Casa Petra Moraira, Costa Blanca house, contemporary property images, Spain real estate, Spanish architecture
Casa Petra, Moraira, Costa Blanca house
10 February 2026
Architects: Reme Giner Arquitectura
Location: Moraira, Costa Blanca, Alicante province, south of Spain
Photos by Alfonso Calza
Casa Petra in Moraira, Costa Blanca, southern Spain
Architect Reme Giner unveils Casa Petra, a single-family residence in Moraira that explores the relationship between materiality and context through an interplay of stone and white volumes. The project integrates seamlessly with the local topography and climate, establishing a timeless architecture deeply rooted in its site.
Located in Moraira, an exclusive and tranquil enclave on Spain’s Costa Blanca, Casa Petra is a single-family residence spanning over 440 square meters of interior space, complemented by expansive outdoor areas, covered porches, and terraces. Designed by architect Reme Giner, the project stems from a clear conceptual premise: the alternation of stone and white volumes to create an architectural language in perfect balance with the topography, natural light, and the Mediterranean climate.
Relationship with the context
Casa Petra sits on a gentle, south-facing slope, a setting that informed a compositional strategy based on contrast and volumetric rotation. From the entrance, visitors are guided through a spatial sequence defined by natural masonry stone walls. These walls establish visual boundaries and structure the relationship between the built environment and the surrounding vegetation. This subtle transition creates an initial experience where architecture functions as a system of planes and walls, naturally interweaving the interior with the exterior.

- [Tasks to carry out]:
a) Render this sentence from the Casa Petra page in Spanish: "These walls establish visual boundaries and structure the relationship between the built environment and the surrounding vegetation."
b) Echo, word for word, the stretch of the Casa Petra page from "Located in Moraira, an" through "the Mediterranean climate.".
None of the material is needed for this work.

(Records from a dataset)
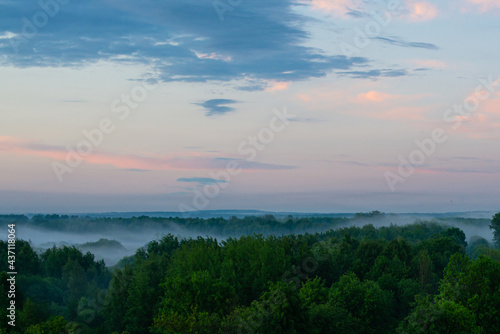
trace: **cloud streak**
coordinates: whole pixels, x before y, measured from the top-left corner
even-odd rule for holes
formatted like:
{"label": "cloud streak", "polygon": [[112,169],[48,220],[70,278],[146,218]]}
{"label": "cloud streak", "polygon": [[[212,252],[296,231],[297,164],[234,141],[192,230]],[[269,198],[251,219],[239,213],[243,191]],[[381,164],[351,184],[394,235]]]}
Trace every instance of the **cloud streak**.
{"label": "cloud streak", "polygon": [[195,103],[202,106],[207,111],[207,116],[223,115],[228,112],[234,111],[233,107],[228,107],[226,104],[238,103],[236,100],[231,99],[211,99],[202,103]]}
{"label": "cloud streak", "polygon": [[[53,145],[33,143],[14,137],[0,137],[0,153],[9,153],[24,156],[50,158],[64,162],[68,159],[70,150]],[[211,157],[203,154],[178,154],[166,157],[144,157],[138,155],[117,155],[94,151],[82,160],[92,165],[109,165],[126,170],[213,170],[226,169],[229,161],[235,161],[239,168],[247,171],[258,170],[286,170],[295,166],[277,165],[261,162],[246,161],[243,159]],[[71,155],[70,158],[71,159]]]}
{"label": "cloud streak", "polygon": [[71,1],[34,36],[21,39],[22,18],[29,21],[42,8],[37,2],[4,2],[0,36],[10,43],[2,43],[0,58],[17,67],[154,64],[165,82],[291,82],[368,63],[304,46],[308,33],[297,23],[310,18],[294,12],[295,4],[242,3],[222,23],[211,1]]}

- [Solved tasks]:
a) Estos muros establecen límites visuales y estructuran la relación entre el entorno construido y la vegetación circundante.

b)
Located in Moraira, an exclusive and tranquil enclave on Spain’s Costa Blanca, Casa Petra is a single-family residence spanning over 440 square meters of interior space, complemented by expansive outdoor areas, covered porches, and terraces. Designed by architect Reme Giner, the project stems from a clear conceptual premise: the alternation of stone and white volumes to create an architectural language in perfect balance with the topography, natural light, and the Mediterranean climate.